> TASK BRIEF
Reproduce every line from the one containing "the yellow sling" through the end of the records, both ends inclusive and requests included, shifting each coordinate in the answers by adding 62 to it.

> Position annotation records

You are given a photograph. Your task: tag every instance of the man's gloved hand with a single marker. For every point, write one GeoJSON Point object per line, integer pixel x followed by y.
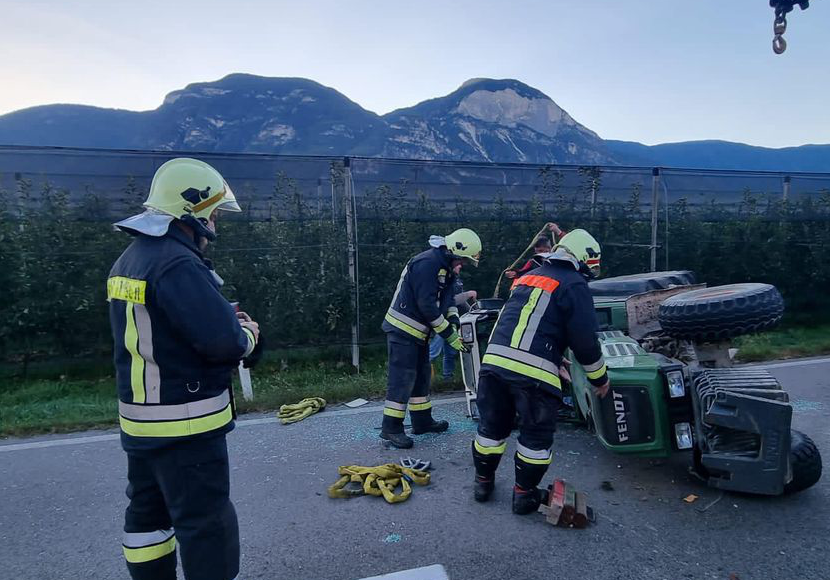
{"type": "Point", "coordinates": [455, 342]}
{"type": "Point", "coordinates": [602, 390]}
{"type": "Point", "coordinates": [455, 321]}
{"type": "Point", "coordinates": [252, 359]}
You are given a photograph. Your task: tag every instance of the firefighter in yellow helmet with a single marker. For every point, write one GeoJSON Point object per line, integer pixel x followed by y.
{"type": "Point", "coordinates": [423, 304]}
{"type": "Point", "coordinates": [550, 310]}
{"type": "Point", "coordinates": [177, 341]}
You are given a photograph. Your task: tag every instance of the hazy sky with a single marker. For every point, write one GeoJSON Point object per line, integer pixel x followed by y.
{"type": "Point", "coordinates": [652, 71]}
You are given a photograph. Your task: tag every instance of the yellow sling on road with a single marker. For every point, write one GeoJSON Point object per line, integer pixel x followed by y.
{"type": "Point", "coordinates": [299, 411]}
{"type": "Point", "coordinates": [378, 481]}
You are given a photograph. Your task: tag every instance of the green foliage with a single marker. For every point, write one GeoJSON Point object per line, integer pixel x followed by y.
{"type": "Point", "coordinates": [288, 265]}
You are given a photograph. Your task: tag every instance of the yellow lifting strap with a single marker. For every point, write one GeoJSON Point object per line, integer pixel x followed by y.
{"type": "Point", "coordinates": [379, 481]}
{"type": "Point", "coordinates": [544, 229]}
{"type": "Point", "coordinates": [299, 411]}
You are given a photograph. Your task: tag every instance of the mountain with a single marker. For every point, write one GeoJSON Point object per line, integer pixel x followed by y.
{"type": "Point", "coordinates": [484, 120]}
{"type": "Point", "coordinates": [492, 120]}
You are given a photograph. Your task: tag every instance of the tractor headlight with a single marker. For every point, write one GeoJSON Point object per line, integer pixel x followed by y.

> THE RESULT
You are given a photograph. Your task: tag every instance of the yellow sling on road with a single marker. For every point, write one GeoJSON Point object per line, integer pixel x followed by y.
{"type": "Point", "coordinates": [361, 473]}
{"type": "Point", "coordinates": [440, 543]}
You are given a photograph. Your task: tag every instance of the green foliage with a single marker. For every point, write one GeoJSON Point object per line, integer pixel x followed by y.
{"type": "Point", "coordinates": [350, 327]}
You are given a photograph. Your task: tag every instance of the yellow lifting strap with a single marker. For every point, write one GeoJSON Point object per line, integer pixel x followed by y.
{"type": "Point", "coordinates": [441, 543]}
{"type": "Point", "coordinates": [606, 291]}
{"type": "Point", "coordinates": [361, 473]}
You are given a photograph. Your task: tag every instance of the mountain with a single marker. For every point, write one GeoJSON Point object per line, integer pixel x followed by y.
{"type": "Point", "coordinates": [546, 182]}
{"type": "Point", "coordinates": [554, 182]}
You are given a photograph. Your task: tag every instance of the tractor headlight with a single marker. For every point, write one GeoJSON Point object per line, integer pixel x followed by y.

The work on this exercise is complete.